-- AIM --
Could you filter the records below and copy out every line that contains the string "mural", treating uppercase and lowercase as different?
### SUPPLIED ENTRIES ###
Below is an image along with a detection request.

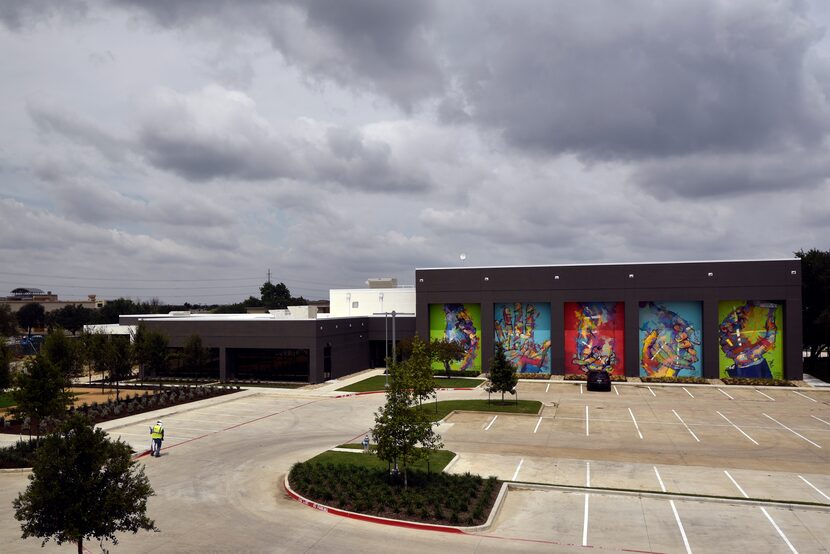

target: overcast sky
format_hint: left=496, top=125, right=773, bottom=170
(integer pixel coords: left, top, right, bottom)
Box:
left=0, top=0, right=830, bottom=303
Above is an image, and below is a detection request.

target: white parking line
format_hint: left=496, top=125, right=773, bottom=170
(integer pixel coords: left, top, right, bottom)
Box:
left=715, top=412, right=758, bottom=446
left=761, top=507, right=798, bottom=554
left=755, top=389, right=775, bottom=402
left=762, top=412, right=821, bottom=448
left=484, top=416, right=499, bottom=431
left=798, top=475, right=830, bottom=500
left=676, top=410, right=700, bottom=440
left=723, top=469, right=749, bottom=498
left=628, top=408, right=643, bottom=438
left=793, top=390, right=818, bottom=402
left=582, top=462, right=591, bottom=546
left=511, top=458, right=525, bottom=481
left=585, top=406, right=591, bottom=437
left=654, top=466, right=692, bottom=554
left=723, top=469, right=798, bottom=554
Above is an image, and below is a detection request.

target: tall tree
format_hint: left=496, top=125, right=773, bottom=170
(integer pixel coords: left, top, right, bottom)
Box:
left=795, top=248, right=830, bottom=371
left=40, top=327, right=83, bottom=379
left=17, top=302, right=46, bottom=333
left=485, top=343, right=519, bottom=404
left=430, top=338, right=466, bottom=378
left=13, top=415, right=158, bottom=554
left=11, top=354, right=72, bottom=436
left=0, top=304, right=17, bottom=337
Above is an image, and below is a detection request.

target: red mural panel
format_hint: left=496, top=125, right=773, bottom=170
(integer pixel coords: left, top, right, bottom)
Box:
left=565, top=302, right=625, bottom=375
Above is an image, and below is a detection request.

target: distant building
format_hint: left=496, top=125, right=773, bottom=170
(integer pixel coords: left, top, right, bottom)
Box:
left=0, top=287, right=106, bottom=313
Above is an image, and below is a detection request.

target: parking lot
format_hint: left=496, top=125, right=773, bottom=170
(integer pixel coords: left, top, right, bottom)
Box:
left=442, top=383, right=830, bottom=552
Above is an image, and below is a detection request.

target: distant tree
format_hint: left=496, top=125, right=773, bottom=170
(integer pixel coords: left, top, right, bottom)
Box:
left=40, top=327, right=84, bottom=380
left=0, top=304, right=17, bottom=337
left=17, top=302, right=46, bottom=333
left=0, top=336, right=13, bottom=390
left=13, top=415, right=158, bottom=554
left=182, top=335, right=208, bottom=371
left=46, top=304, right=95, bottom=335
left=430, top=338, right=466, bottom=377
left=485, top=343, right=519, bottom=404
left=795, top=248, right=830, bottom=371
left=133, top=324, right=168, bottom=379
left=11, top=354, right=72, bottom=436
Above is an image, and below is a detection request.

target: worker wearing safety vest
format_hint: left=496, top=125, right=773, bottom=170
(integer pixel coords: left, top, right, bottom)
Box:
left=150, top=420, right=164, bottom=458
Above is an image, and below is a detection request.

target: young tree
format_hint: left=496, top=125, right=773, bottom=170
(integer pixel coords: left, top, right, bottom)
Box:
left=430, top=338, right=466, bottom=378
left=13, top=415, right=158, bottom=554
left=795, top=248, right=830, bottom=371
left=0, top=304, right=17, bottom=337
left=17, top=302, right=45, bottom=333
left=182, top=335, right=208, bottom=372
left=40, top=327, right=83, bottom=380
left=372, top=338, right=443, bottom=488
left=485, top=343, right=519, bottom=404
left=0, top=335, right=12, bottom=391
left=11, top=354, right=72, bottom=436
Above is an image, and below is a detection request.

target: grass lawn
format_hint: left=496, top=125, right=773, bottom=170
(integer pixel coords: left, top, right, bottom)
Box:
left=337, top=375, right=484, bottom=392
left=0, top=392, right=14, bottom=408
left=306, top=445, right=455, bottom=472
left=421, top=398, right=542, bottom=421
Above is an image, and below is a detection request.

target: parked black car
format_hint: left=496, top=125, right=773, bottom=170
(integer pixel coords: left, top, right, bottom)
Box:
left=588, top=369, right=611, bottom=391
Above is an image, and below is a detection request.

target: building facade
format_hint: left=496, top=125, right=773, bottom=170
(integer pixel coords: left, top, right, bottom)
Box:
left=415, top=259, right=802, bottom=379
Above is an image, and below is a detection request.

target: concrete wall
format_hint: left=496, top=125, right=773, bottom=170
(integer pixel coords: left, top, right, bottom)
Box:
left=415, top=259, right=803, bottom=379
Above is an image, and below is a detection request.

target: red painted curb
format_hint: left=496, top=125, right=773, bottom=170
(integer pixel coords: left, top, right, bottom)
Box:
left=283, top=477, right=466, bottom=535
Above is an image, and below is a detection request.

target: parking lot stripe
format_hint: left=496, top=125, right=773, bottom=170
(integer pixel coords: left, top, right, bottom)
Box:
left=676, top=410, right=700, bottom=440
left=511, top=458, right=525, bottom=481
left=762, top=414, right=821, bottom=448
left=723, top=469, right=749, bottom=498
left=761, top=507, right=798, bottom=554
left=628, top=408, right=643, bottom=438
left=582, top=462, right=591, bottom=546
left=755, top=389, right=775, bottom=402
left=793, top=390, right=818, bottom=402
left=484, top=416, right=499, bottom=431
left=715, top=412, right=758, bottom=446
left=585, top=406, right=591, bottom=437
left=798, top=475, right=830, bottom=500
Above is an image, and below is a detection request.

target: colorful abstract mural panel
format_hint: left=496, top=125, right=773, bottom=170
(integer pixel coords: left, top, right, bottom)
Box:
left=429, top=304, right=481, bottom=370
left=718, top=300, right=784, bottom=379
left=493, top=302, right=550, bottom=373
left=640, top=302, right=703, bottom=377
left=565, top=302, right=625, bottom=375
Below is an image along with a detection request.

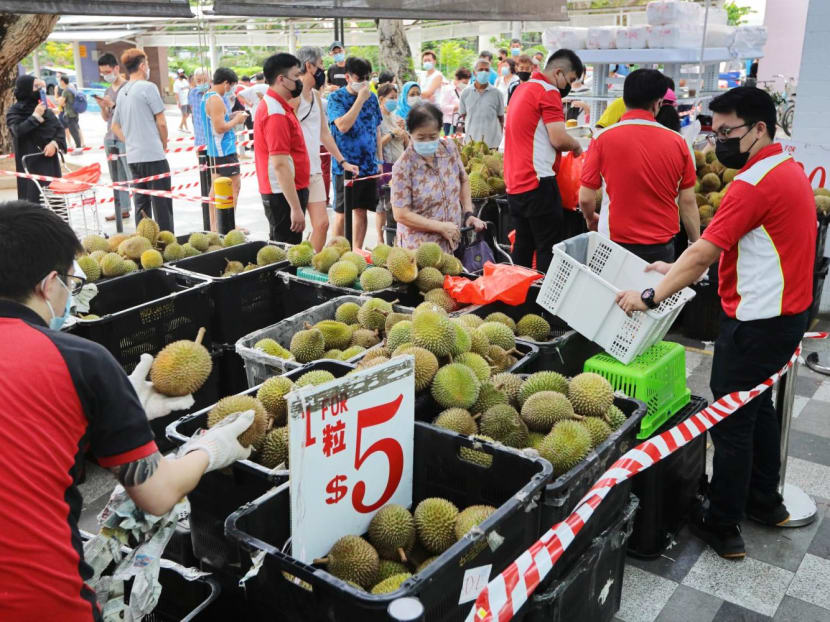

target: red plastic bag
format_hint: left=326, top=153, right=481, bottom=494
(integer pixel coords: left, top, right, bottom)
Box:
###
### SUPPLIED ENTRIES ###
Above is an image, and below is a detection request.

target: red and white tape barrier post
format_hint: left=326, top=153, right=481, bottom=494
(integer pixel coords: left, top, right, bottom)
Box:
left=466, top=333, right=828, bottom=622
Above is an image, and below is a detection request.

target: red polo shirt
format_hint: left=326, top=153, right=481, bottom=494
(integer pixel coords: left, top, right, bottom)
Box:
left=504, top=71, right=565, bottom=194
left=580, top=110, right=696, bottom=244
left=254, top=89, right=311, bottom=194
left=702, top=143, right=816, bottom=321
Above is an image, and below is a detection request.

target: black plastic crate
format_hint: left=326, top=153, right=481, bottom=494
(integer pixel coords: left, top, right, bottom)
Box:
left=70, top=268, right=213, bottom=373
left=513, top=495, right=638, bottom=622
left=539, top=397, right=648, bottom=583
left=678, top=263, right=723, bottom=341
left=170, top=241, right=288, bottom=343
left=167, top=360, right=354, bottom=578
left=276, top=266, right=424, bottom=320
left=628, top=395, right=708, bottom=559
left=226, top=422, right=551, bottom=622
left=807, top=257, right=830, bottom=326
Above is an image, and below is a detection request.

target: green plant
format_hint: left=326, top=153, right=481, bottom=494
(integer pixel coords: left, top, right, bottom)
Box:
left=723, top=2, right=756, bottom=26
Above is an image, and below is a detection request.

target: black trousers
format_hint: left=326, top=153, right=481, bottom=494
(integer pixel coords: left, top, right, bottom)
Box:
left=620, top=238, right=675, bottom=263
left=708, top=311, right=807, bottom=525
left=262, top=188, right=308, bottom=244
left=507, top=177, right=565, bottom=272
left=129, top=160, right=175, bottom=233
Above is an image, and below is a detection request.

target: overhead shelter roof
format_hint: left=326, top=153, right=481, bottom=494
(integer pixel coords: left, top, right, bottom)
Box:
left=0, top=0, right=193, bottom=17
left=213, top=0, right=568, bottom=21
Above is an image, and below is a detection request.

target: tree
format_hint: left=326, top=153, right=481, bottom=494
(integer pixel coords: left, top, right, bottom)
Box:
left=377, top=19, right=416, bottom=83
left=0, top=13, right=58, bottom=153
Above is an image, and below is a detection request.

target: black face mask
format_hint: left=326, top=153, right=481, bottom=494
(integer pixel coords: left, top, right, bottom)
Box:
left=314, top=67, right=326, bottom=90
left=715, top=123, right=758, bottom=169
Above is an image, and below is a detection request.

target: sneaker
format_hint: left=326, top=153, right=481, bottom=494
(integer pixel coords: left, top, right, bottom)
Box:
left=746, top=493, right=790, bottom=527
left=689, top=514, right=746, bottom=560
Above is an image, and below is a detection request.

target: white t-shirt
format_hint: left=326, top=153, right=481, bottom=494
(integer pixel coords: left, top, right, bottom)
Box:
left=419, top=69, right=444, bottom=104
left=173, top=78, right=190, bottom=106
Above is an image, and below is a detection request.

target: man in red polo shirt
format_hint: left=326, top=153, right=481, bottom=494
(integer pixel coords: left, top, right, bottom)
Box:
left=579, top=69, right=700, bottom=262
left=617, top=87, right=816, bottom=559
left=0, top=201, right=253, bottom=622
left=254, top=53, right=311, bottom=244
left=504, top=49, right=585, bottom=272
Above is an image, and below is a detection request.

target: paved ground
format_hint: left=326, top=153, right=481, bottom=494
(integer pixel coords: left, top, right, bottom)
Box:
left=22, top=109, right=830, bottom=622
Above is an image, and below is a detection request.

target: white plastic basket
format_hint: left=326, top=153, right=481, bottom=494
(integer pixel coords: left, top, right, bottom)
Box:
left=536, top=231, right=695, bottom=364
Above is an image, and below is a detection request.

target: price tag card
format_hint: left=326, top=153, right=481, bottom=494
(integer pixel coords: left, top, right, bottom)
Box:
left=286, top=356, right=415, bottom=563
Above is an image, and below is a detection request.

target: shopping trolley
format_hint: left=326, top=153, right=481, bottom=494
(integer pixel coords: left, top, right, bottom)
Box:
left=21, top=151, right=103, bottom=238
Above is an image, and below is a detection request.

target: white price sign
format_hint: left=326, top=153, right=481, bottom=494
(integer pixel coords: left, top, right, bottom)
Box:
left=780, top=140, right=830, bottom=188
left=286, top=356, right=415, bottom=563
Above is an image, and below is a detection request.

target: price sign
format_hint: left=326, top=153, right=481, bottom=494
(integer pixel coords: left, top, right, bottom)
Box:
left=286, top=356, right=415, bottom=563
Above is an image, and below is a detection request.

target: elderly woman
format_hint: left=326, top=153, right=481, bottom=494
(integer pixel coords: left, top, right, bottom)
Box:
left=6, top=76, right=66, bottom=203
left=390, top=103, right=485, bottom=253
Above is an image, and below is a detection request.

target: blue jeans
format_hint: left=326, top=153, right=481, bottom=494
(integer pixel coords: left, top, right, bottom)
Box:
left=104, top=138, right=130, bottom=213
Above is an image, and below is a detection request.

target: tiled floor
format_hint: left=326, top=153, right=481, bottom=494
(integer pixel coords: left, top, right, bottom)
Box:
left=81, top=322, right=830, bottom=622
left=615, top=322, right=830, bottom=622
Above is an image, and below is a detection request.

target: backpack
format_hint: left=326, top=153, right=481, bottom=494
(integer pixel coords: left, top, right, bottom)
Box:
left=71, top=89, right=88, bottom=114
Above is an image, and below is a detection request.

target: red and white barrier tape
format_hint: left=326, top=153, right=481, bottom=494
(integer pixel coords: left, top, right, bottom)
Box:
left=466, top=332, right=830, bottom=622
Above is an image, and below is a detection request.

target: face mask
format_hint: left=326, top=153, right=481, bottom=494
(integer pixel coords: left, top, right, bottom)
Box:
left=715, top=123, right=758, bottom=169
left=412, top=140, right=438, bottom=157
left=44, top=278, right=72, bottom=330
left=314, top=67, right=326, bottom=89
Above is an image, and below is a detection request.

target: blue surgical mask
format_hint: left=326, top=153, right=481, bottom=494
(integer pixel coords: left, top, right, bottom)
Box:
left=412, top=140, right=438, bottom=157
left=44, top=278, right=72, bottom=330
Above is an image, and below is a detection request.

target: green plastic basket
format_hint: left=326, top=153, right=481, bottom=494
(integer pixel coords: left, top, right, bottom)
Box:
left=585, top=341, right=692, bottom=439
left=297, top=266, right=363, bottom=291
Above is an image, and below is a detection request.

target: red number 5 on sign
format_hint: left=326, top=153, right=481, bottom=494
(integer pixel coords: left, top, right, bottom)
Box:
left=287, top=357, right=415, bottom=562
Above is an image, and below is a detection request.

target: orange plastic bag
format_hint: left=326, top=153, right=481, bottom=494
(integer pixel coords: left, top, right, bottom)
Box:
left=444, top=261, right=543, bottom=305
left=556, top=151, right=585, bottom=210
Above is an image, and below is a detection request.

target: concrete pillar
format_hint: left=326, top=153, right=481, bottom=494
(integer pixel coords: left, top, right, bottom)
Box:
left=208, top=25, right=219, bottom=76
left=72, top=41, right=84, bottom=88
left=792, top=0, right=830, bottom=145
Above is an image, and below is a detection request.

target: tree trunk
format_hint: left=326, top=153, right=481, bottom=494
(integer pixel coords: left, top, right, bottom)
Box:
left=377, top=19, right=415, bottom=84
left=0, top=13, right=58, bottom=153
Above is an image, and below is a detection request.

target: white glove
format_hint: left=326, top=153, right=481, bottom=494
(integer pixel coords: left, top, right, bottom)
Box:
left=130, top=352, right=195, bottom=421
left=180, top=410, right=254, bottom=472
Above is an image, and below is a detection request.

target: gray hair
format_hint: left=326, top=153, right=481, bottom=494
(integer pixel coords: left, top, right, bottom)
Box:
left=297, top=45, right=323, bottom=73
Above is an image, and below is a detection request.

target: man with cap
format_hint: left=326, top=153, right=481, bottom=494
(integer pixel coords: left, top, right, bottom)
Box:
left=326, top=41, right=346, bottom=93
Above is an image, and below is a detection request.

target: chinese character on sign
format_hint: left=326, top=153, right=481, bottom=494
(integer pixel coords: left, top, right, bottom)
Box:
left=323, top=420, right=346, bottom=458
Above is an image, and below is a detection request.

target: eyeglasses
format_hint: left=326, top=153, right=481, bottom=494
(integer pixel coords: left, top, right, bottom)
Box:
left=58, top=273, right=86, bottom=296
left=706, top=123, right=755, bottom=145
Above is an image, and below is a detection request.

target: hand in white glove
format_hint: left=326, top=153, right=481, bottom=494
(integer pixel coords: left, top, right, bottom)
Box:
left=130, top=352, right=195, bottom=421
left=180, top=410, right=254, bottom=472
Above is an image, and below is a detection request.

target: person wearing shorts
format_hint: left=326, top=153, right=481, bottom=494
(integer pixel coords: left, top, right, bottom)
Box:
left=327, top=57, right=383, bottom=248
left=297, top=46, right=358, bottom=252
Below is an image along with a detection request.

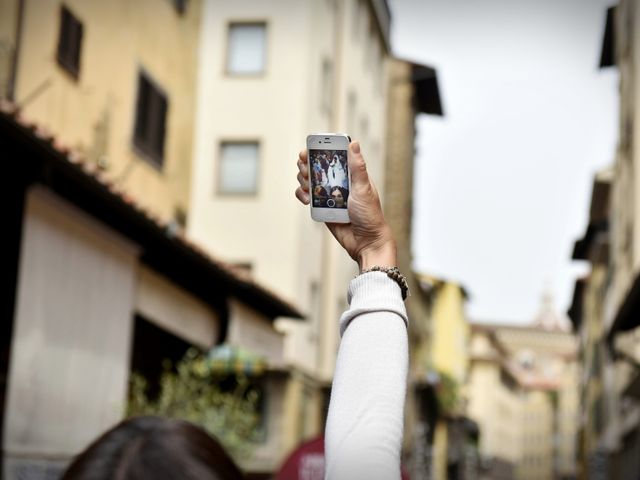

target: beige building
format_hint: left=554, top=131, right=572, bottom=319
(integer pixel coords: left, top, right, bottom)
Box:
###
-- CORRECT ANSWER --
target: red mural panel
target: colorful abstract mural panel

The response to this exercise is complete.